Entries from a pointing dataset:
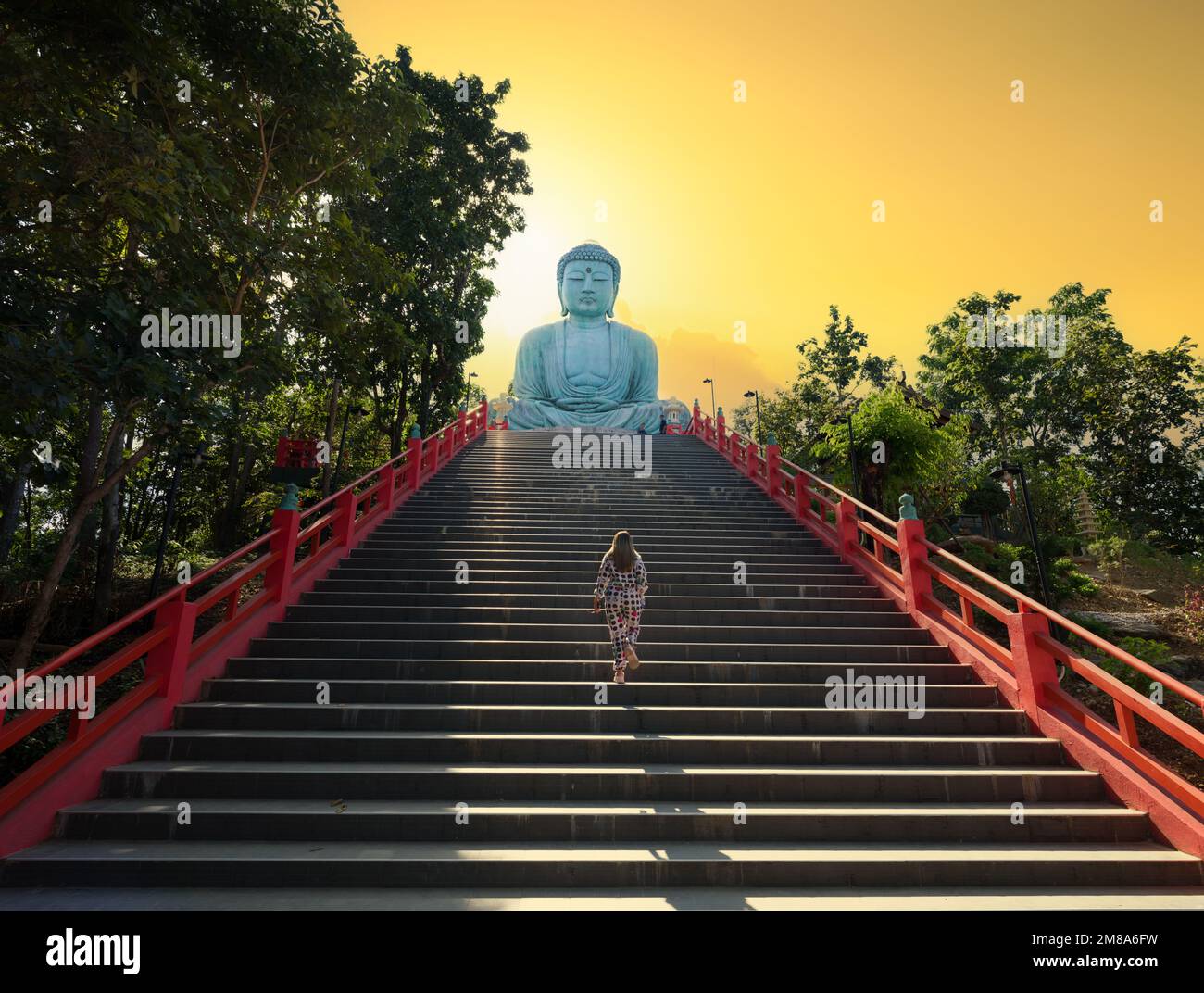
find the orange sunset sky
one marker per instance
(761, 211)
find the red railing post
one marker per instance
(414, 459)
(771, 465)
(460, 433)
(1032, 664)
(287, 525)
(802, 496)
(345, 518)
(388, 485)
(169, 659)
(916, 580)
(846, 526)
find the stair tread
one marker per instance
(677, 851)
(590, 808)
(650, 769)
(595, 735)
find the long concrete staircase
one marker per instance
(473, 745)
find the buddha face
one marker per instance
(586, 289)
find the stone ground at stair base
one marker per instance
(483, 694)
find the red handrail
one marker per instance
(1024, 668)
(173, 643)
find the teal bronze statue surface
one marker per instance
(586, 370)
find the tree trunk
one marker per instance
(332, 417)
(398, 424)
(12, 509)
(88, 465)
(41, 613)
(109, 535)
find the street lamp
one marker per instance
(1014, 469)
(352, 409)
(853, 461)
(169, 514)
(757, 396)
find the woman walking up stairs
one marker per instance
(621, 587)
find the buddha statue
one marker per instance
(586, 370)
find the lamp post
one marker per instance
(1015, 469)
(352, 409)
(757, 396)
(169, 514)
(853, 461)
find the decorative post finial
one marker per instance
(289, 502)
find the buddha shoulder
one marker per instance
(540, 337)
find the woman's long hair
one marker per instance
(622, 551)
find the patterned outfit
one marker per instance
(622, 598)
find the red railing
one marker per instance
(191, 622)
(898, 558)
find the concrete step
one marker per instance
(614, 716)
(596, 748)
(686, 863)
(458, 597)
(597, 650)
(815, 628)
(655, 616)
(703, 595)
(283, 667)
(494, 781)
(496, 691)
(614, 821)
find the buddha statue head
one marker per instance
(588, 282)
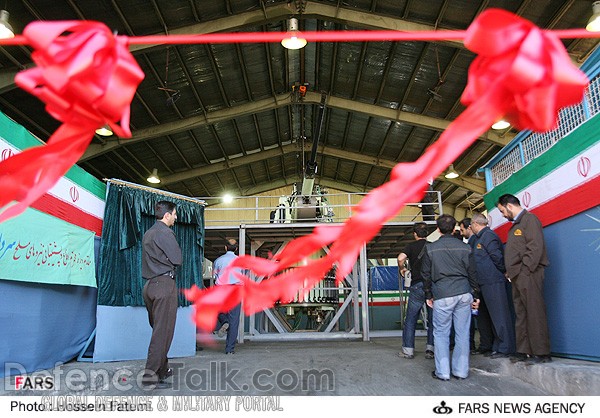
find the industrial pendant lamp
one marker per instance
(594, 22)
(154, 177)
(293, 38)
(6, 30)
(501, 124)
(451, 173)
(104, 131)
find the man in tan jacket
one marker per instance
(525, 259)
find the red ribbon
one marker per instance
(87, 79)
(521, 72)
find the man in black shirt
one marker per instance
(416, 298)
(160, 256)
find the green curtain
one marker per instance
(129, 212)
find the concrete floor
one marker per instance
(323, 368)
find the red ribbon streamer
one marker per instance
(521, 72)
(87, 79)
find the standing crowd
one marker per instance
(484, 284)
(500, 287)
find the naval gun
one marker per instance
(307, 203)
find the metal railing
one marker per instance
(338, 208)
(529, 145)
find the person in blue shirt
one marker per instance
(228, 322)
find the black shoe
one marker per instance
(499, 355)
(156, 385)
(538, 359)
(167, 374)
(517, 357)
(435, 376)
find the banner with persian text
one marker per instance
(36, 247)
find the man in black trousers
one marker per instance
(161, 255)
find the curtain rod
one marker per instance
(153, 190)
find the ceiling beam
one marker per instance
(468, 183)
(281, 100)
(276, 12)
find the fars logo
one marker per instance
(34, 383)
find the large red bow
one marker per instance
(521, 72)
(87, 79)
(527, 67)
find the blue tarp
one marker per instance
(383, 278)
(43, 324)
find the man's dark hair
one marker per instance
(446, 223)
(231, 245)
(505, 199)
(163, 207)
(420, 228)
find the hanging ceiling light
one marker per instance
(451, 173)
(104, 131)
(154, 177)
(594, 22)
(293, 38)
(6, 30)
(501, 124)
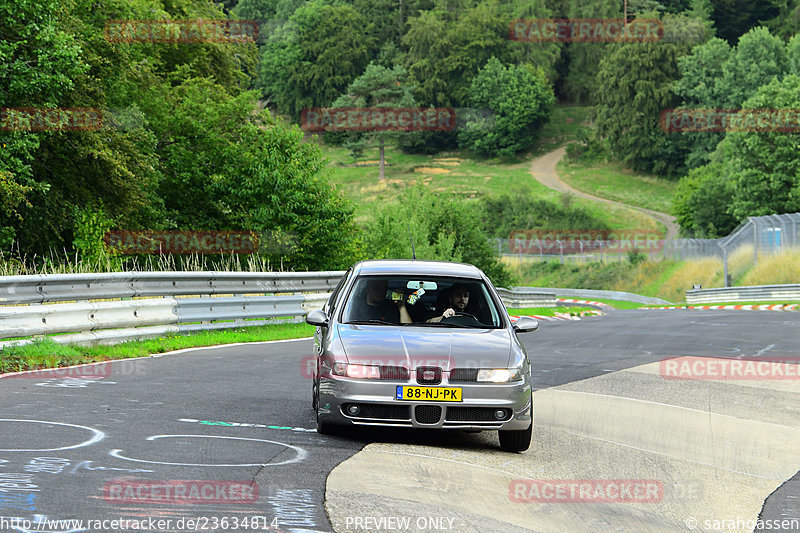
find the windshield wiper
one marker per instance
(373, 321)
(444, 324)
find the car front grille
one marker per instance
(429, 375)
(463, 375)
(394, 373)
(474, 414)
(380, 411)
(427, 414)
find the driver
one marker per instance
(458, 299)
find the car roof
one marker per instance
(417, 267)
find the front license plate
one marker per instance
(429, 394)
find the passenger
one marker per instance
(376, 305)
(458, 299)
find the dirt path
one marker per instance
(544, 170)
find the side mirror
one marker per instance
(524, 324)
(317, 318)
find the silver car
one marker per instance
(421, 344)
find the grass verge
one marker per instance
(550, 311)
(614, 182)
(45, 353)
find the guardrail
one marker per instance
(121, 306)
(153, 304)
(756, 293)
(521, 297)
(594, 294)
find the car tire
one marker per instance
(323, 428)
(314, 387)
(515, 440)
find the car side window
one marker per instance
(330, 305)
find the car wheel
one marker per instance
(325, 428)
(314, 401)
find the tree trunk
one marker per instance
(381, 172)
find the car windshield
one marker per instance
(422, 302)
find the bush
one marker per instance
(442, 227)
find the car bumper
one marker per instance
(378, 406)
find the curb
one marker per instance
(762, 307)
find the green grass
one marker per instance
(565, 123)
(612, 181)
(619, 304)
(47, 354)
(548, 311)
(782, 302)
(454, 172)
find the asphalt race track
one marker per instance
(227, 433)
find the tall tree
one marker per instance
(313, 59)
(699, 87)
(377, 87)
(521, 100)
(758, 58)
(733, 18)
(634, 86)
(764, 166)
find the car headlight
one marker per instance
(499, 375)
(356, 371)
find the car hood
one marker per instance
(412, 347)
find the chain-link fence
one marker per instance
(756, 236)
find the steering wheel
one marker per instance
(462, 318)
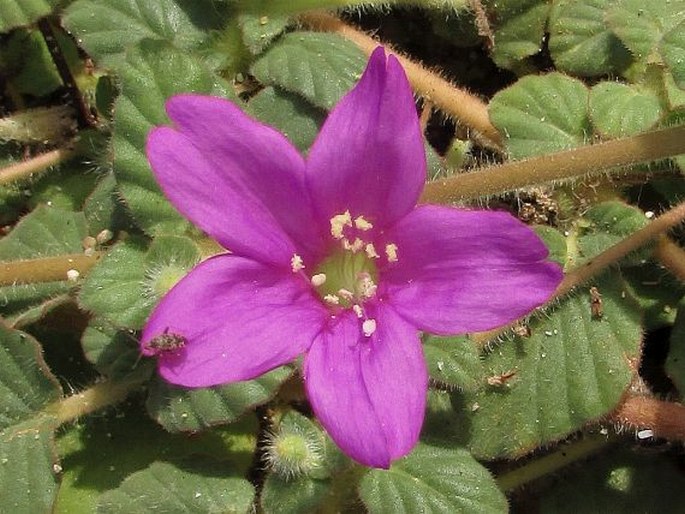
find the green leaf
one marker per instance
(580, 40)
(453, 361)
(45, 232)
(107, 29)
(641, 25)
(28, 467)
(165, 487)
(27, 480)
(154, 71)
(573, 368)
(293, 116)
(541, 114)
(619, 481)
(675, 362)
(432, 480)
(608, 223)
(126, 284)
(15, 13)
(190, 410)
(519, 28)
(115, 353)
(99, 453)
(619, 110)
(672, 49)
(260, 31)
(320, 67)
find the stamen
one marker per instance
(331, 299)
(371, 251)
(339, 222)
(354, 247)
(296, 263)
(367, 287)
(369, 327)
(318, 279)
(345, 295)
(362, 224)
(391, 252)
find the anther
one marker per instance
(369, 327)
(355, 246)
(391, 252)
(318, 279)
(296, 263)
(339, 222)
(362, 224)
(331, 299)
(371, 251)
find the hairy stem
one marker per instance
(47, 269)
(27, 169)
(92, 399)
(665, 419)
(467, 108)
(569, 164)
(563, 456)
(607, 258)
(671, 256)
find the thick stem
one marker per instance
(92, 399)
(467, 108)
(569, 164)
(27, 169)
(48, 269)
(563, 456)
(671, 256)
(665, 419)
(607, 258)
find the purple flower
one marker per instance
(331, 258)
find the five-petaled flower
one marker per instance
(331, 258)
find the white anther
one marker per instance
(371, 251)
(345, 294)
(367, 287)
(319, 279)
(296, 263)
(331, 299)
(362, 224)
(355, 246)
(369, 327)
(391, 252)
(339, 222)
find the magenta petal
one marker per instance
(240, 318)
(369, 156)
(464, 271)
(369, 392)
(248, 155)
(214, 201)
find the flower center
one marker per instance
(346, 278)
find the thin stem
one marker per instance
(569, 164)
(464, 106)
(671, 256)
(607, 258)
(563, 456)
(47, 269)
(92, 399)
(27, 169)
(665, 419)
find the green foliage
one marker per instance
(542, 114)
(432, 480)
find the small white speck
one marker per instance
(645, 434)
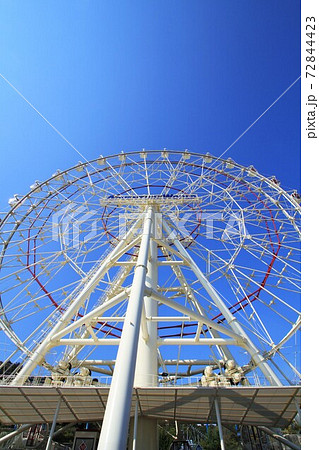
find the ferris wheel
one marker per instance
(221, 283)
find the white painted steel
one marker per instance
(230, 318)
(219, 423)
(117, 414)
(38, 356)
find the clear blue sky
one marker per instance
(126, 75)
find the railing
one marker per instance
(104, 381)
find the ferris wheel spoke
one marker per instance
(230, 258)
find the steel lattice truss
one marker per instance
(77, 235)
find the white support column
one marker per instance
(146, 365)
(231, 320)
(40, 352)
(117, 414)
(219, 423)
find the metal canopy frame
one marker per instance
(266, 405)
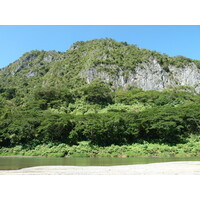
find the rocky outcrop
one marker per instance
(147, 76)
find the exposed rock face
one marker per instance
(31, 74)
(147, 76)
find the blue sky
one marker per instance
(172, 40)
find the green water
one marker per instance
(10, 163)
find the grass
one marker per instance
(85, 149)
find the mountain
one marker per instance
(117, 63)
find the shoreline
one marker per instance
(167, 168)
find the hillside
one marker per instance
(116, 63)
(100, 98)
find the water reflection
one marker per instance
(23, 162)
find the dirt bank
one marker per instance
(168, 168)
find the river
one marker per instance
(12, 163)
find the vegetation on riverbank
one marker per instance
(51, 111)
(85, 149)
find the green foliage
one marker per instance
(44, 101)
(97, 93)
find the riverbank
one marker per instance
(84, 149)
(168, 168)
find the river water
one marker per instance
(11, 163)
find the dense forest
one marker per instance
(100, 116)
(64, 114)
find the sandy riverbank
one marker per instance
(168, 168)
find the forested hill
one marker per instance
(116, 63)
(100, 91)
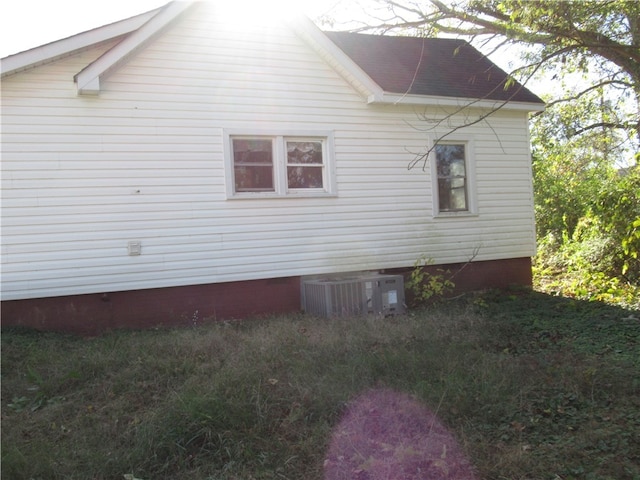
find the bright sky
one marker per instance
(25, 24)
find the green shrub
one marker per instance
(427, 284)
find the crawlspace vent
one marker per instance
(352, 296)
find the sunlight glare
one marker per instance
(252, 12)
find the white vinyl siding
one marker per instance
(145, 161)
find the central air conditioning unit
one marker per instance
(354, 295)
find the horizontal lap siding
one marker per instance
(82, 176)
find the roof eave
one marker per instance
(88, 80)
(336, 58)
(388, 98)
(67, 46)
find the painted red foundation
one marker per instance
(197, 304)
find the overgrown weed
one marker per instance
(532, 386)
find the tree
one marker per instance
(597, 41)
(587, 207)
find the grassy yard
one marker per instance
(531, 386)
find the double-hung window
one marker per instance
(453, 179)
(279, 165)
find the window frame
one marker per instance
(280, 163)
(470, 178)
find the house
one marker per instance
(180, 167)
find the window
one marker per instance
(452, 174)
(279, 165)
(253, 165)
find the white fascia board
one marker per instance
(66, 46)
(88, 80)
(335, 57)
(387, 98)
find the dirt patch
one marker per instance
(389, 435)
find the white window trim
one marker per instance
(470, 170)
(280, 163)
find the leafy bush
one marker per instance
(428, 284)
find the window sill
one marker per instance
(446, 215)
(262, 195)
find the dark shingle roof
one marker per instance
(445, 67)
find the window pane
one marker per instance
(304, 152)
(450, 159)
(304, 177)
(253, 165)
(304, 164)
(452, 185)
(252, 151)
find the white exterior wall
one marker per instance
(82, 175)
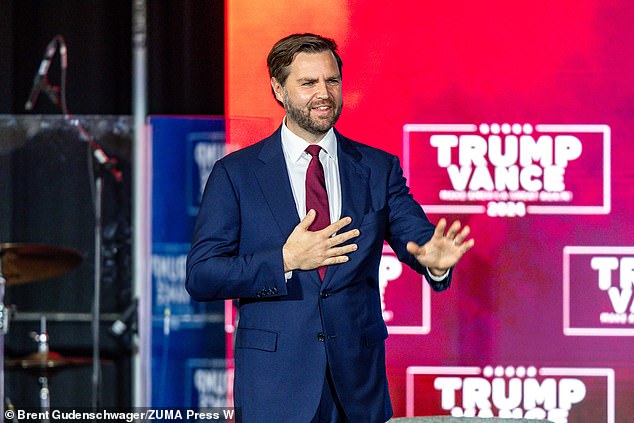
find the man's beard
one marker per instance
(301, 115)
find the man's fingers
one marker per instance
(414, 248)
(462, 235)
(453, 229)
(307, 220)
(340, 251)
(343, 237)
(440, 228)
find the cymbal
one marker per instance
(45, 361)
(22, 263)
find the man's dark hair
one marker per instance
(284, 51)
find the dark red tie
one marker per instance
(316, 195)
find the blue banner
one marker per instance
(188, 345)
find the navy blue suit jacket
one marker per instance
(288, 331)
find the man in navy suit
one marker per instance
(311, 348)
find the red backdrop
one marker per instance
(515, 117)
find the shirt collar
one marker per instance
(294, 146)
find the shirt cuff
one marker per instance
(438, 278)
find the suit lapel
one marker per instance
(272, 176)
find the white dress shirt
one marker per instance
(297, 160)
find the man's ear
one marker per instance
(278, 90)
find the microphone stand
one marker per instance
(58, 96)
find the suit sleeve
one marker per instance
(408, 222)
(216, 268)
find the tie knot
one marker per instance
(313, 150)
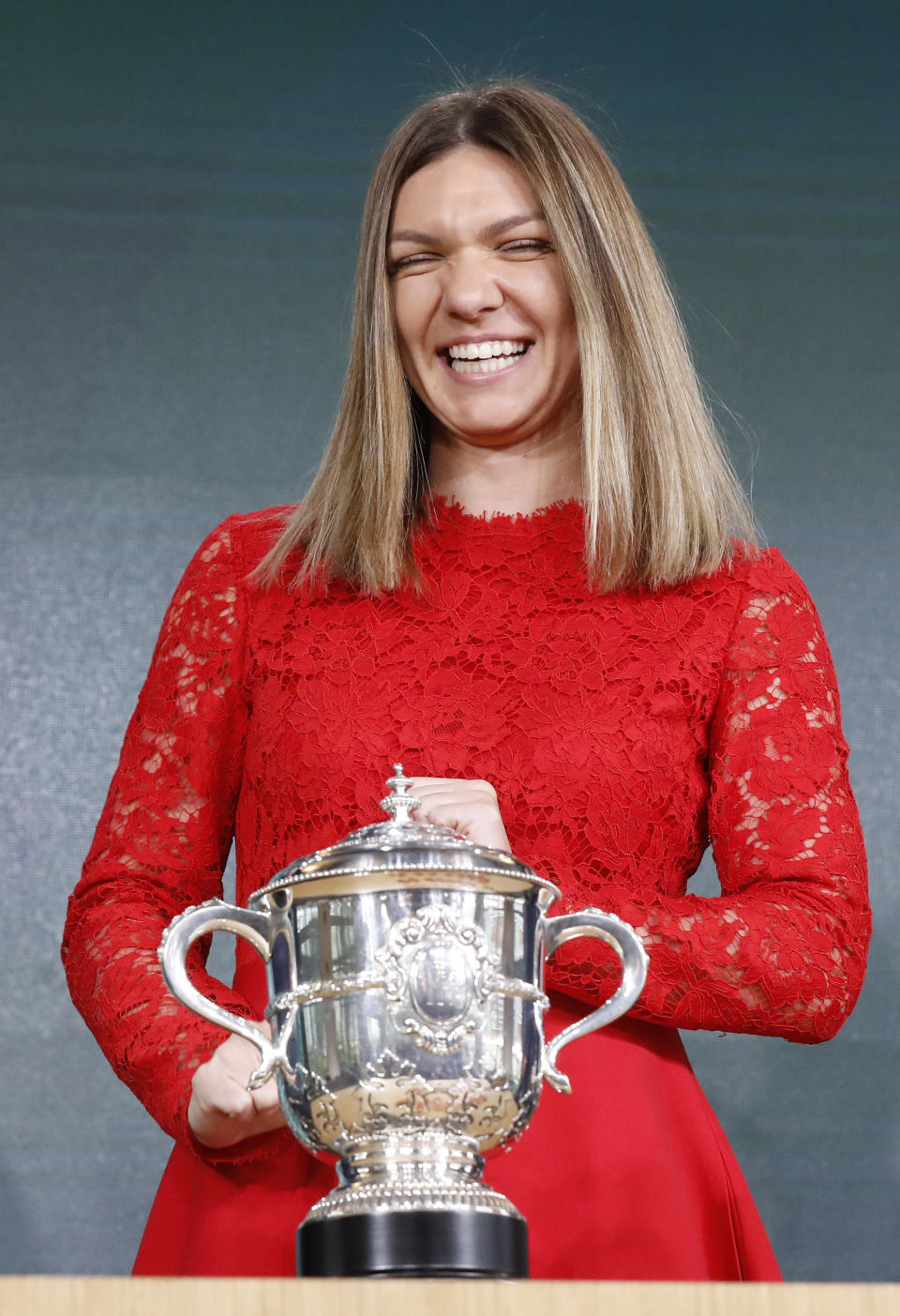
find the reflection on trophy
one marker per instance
(405, 998)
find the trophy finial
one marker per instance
(398, 804)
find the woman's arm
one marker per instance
(783, 949)
(163, 839)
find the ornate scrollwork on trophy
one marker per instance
(437, 978)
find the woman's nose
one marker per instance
(470, 287)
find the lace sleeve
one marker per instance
(783, 949)
(162, 841)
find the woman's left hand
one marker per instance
(467, 807)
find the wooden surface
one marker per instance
(59, 1295)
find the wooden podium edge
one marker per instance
(100, 1295)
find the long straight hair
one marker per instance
(661, 499)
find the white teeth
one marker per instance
(479, 358)
(485, 350)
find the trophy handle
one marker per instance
(178, 939)
(628, 946)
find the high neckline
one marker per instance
(446, 511)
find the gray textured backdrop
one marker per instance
(179, 193)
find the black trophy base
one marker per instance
(414, 1244)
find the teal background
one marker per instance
(179, 196)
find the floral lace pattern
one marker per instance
(622, 731)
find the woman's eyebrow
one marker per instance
(491, 231)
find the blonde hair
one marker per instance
(662, 502)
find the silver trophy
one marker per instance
(405, 970)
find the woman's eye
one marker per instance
(407, 262)
(528, 245)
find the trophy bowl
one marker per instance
(405, 999)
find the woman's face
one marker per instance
(486, 328)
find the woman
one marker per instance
(514, 570)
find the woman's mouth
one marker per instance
(485, 358)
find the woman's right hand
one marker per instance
(222, 1110)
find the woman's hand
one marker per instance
(222, 1111)
(469, 807)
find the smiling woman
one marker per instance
(488, 333)
(516, 571)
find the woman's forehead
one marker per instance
(470, 186)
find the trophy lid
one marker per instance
(403, 852)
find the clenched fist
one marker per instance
(222, 1111)
(467, 807)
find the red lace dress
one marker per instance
(622, 732)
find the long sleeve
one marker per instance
(783, 949)
(163, 839)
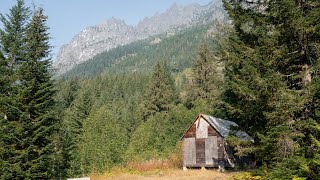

Task details: Edit everything from "find the blonde hair" down to the end of the data so that "trophy" becomes "cup" and nothing else changes. Return only those lines, leaving the pictures out.

Full answer:
find the blonde hair
one marker per instance
(662, 502)
find the silver cup
one marker per instance
(405, 970)
find the woman's eye
one marker per instance
(407, 262)
(528, 245)
find the cup bowl
one marker per instance
(405, 999)
find the woman's face
one marker per instance
(486, 328)
find the woman
one marker per instance
(514, 570)
find the woman's mouth
one marker per instance
(485, 358)
find the woman's right hand
one marker per instance
(222, 1110)
find the woman's hand
one marker per instance
(222, 1111)
(469, 807)
find the smiling woman
one marker per instance
(488, 333)
(516, 571)
find the woman's forehead
one marker per instance
(470, 186)
find the cup lid
one marker per instance
(403, 852)
find the clenched fist
one marker per instance
(222, 1111)
(467, 807)
find the red lace dress
one marker per instance
(622, 732)
find the long sleeve
one marker per instance
(783, 949)
(163, 839)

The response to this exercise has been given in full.